### Exercise prompt
Verbatim output of the lines below is required, with the images omitted.

Extracted records
--- START ---
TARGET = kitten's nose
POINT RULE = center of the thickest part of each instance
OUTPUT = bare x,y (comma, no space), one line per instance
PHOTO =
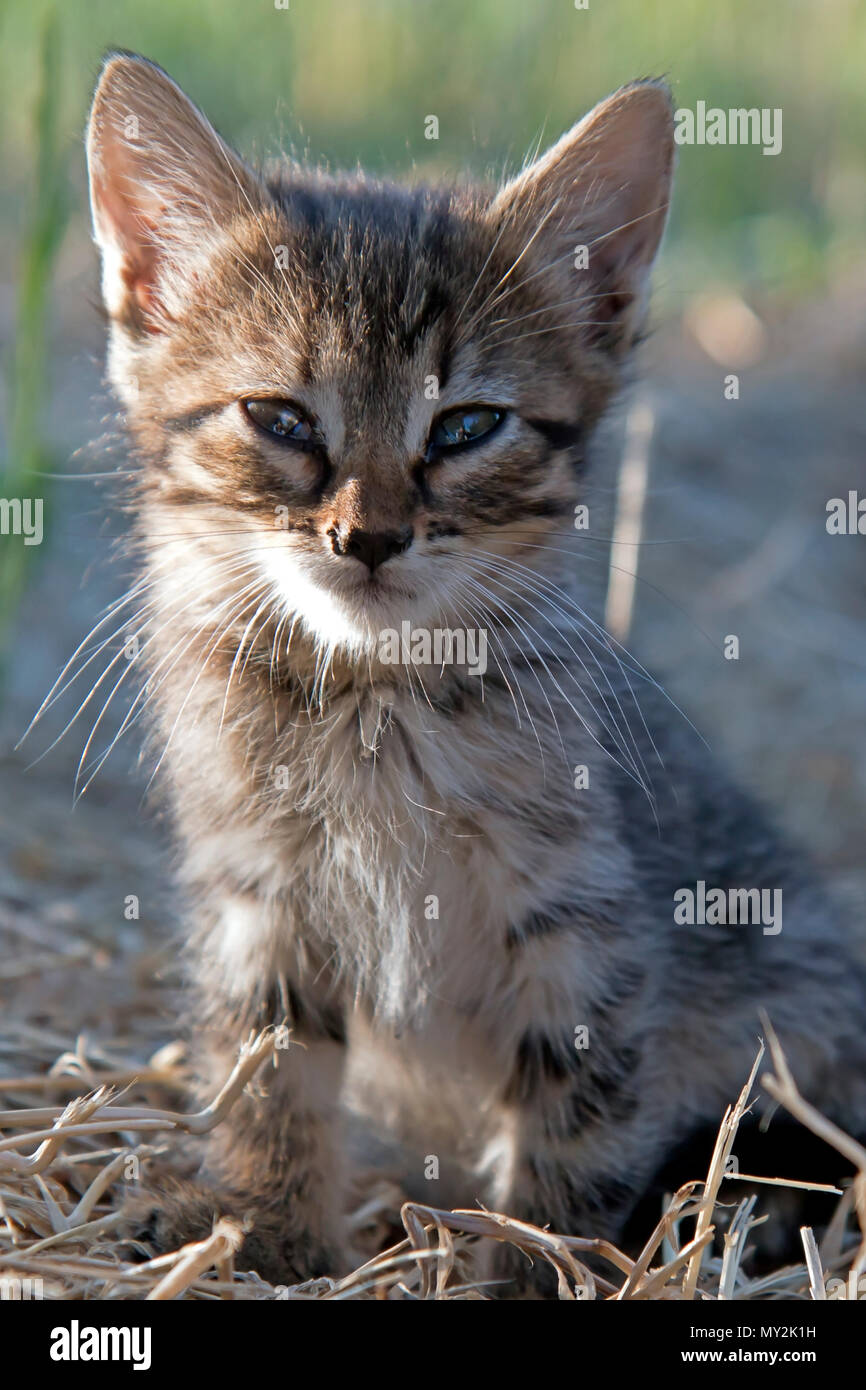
371,548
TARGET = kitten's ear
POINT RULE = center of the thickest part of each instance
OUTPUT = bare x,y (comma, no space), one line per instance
603,186
161,185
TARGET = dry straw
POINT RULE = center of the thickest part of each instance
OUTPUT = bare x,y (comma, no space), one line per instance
63,1179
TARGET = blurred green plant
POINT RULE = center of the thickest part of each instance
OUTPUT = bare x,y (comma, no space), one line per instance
28,455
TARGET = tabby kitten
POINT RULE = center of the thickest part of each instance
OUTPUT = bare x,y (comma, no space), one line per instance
363,410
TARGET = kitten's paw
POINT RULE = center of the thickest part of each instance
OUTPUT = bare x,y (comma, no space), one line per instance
177,1212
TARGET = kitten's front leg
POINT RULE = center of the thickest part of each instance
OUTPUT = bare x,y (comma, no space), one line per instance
583,1140
274,1162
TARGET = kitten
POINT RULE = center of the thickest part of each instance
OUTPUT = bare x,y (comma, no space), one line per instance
362,413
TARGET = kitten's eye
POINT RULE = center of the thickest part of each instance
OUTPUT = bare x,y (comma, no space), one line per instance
464,427
284,421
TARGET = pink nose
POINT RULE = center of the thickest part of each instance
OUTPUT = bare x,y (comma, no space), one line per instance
371,548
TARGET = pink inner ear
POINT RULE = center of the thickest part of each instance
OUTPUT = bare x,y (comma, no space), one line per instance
123,225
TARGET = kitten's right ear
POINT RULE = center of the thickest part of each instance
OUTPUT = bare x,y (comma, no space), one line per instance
161,185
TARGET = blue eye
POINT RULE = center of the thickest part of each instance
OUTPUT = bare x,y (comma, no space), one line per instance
464,427
287,423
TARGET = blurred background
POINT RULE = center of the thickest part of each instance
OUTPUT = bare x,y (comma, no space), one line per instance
763,274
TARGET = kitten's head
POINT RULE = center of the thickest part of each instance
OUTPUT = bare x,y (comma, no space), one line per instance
364,396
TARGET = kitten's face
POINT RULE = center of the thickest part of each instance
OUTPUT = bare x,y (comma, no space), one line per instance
363,395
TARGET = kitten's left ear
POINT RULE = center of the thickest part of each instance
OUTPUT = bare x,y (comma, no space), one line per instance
603,186
161,185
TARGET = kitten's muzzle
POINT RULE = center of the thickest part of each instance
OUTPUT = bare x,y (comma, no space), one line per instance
371,548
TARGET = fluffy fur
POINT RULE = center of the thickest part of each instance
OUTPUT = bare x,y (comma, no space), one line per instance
395,859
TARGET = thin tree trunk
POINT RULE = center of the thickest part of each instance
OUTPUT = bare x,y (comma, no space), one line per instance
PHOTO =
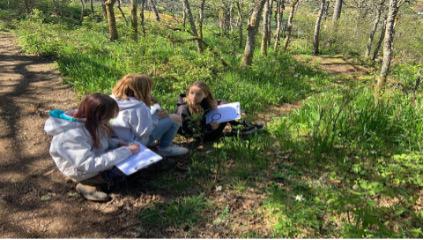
104,9
134,22
82,10
374,29
317,28
337,10
380,40
113,32
271,6
193,25
155,10
122,12
290,23
92,7
184,17
231,16
142,22
326,10
388,44
240,23
201,16
280,9
252,28
265,28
--- END ---
### Solution to this problem
TARGET = kitten's nose
POINT RULE = center of the thickest part of each instance
OUTPUT = bare x,y (comma, no space), one line per instance
PHOTO =
371,548
TARGET = kitten's ear
POINT RULE = center of the thickest part of each instance
OUTPUT = bare x,y (comma, no space), one line per instance
603,186
161,185
TARGET = dry straw
POINT RULE = center of the thickest part of each instance
OUTPUT = bare x,y (comma, no space), one line per instance
63,1179
TARGET = blurred green plant
POINT RULE = center of the thickest part of each instance
OUTPUT = bare x,y (comma, no space), one line per instance
28,455
TARGET = tabby kitten
POINT RULE = center of the thickest part of each instance
OUTPUT = bare x,y (comma, no space), one line per instance
363,410
TARGET = kitten's paw
POINT RULE = center of the thickest part of each instance
OUTPUT = bare x,y (comma, no space), one line per instance
177,1212
TARGET = kitten's front leg
POINT RULE = center of the thickest part of each instance
OUTPUT = bare x,y (comma, no space), one line per instance
583,1140
274,1162
TARGET = kitten
POINT RULE = center of the thickest part of each instance
OUTPUT = bare x,y (comma, no space), one line per instance
362,413
TARGET = kitten's eye
POINT RULE = center of the thickest part of each instance
OUTPUT = bare x,y (comma, no space), one line per instance
464,427
284,421
TARGET = pink nose
POINT RULE = center of the thickest part of each instance
OUTPUT = bare x,y (comma, no space), one line per instance
371,548
TARGET = pink inner ear
POINT RULE = center of the thickest part of each instance
OUTPUT = bare x,y (comma, no space), one line per instance
123,225
TARGET = kitten's right ear
POINT RULE = center of the thickest part of each instance
OUTPUT = bare x,y (comma, no space), one line per instance
161,185
TARGET = blue eye
POINT RULE = center of the thickest part of each instance
OUTPUT = bare x,y (comma, no space), one line per instance
464,427
287,423
TARGET = blurred background
POINT RULE = center of the thickest part of each instance
OUTPUT = bare x,y (comma, no space), one line per instance
763,274
TARGET = kitten's head
POINT RULE = center of the thickest part of each instance
OUTPUT = bare x,y (comma, no space), one line per instance
364,396
TARGET = kitten's face
POINT RULE = center of the thickest part of each instance
OUTPUT = bare x,y (comma, no space), one line per instance
363,395
TARGET = kitten's left ear
POINT RULE = center of the thickest part of each instance
OUTPUT = bare x,y (comma, no space), one line per instance
603,186
161,185
TARGET = kitten's muzzle
POINT RULE = center of the thickest part of each instance
OUTPUT = bare x,y (comma, no space), one line per instance
371,548
TARGET = fluffy fur
POINT RULE = center of the thickest part of each instance
OUTPUT = bare x,y (comma, no space), one line per instance
395,859
TARGET = thin tree trunk
POINT RULE = center of the thickest part of each instance
OUTPUT = bare x,y (comma, no space), one line per instance
PHOTO =
104,9
134,22
82,10
374,29
317,28
337,10
380,40
113,32
271,6
193,25
155,10
122,12
290,23
92,7
184,17
231,16
142,22
326,10
388,44
240,23
201,16
280,9
252,28
265,28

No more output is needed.